YOUR OBJECTIVE: Among the entries below, how many lines include the word "candle"? Reply with only the number.

WORKING DATA:
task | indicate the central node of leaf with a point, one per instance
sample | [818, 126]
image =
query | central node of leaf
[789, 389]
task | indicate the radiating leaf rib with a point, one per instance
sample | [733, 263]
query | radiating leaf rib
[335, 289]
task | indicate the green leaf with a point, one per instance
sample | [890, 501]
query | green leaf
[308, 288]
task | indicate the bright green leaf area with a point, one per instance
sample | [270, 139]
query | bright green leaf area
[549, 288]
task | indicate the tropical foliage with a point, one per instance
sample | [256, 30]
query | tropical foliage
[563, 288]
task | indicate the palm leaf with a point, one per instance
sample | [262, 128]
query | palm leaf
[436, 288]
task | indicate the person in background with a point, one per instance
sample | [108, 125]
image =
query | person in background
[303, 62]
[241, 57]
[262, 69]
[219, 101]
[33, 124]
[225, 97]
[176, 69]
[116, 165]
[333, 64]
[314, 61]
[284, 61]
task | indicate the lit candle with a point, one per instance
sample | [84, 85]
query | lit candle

...

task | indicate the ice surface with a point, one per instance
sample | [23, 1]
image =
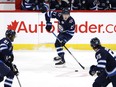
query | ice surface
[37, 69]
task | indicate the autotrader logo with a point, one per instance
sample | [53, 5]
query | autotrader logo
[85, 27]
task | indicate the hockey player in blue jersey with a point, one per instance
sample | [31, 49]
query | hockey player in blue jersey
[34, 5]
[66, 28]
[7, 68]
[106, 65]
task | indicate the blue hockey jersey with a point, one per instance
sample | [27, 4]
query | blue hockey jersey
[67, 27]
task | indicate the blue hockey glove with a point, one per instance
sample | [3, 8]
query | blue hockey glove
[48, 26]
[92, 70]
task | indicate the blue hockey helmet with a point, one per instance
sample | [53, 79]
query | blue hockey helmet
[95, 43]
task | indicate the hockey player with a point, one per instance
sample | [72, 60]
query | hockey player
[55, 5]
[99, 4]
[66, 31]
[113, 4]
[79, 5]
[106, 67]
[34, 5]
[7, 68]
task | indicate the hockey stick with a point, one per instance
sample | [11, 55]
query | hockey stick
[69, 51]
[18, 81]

---

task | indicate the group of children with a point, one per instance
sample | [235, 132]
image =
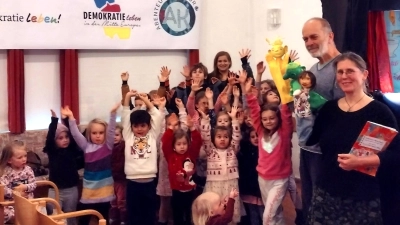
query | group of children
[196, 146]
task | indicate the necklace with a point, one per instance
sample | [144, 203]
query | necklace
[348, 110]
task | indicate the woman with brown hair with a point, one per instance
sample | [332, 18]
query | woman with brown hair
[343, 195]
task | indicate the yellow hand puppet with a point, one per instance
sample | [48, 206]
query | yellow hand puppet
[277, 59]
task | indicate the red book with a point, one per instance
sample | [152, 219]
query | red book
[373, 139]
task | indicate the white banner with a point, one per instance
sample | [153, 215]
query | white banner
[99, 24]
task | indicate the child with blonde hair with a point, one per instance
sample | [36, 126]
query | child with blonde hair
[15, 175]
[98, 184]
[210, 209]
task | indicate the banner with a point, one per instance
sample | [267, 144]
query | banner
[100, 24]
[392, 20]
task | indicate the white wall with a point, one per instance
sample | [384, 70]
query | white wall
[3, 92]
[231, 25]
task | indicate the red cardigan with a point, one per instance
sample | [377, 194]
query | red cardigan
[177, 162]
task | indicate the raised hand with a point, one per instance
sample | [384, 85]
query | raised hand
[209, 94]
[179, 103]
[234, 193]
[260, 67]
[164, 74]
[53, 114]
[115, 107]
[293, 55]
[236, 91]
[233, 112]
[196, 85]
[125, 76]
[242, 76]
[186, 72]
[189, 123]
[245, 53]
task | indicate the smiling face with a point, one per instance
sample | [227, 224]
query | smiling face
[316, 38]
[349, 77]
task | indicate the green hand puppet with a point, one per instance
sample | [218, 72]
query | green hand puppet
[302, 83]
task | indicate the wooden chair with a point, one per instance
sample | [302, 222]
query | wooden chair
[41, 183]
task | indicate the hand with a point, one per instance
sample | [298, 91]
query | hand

WRITTEN SOLUTION: 2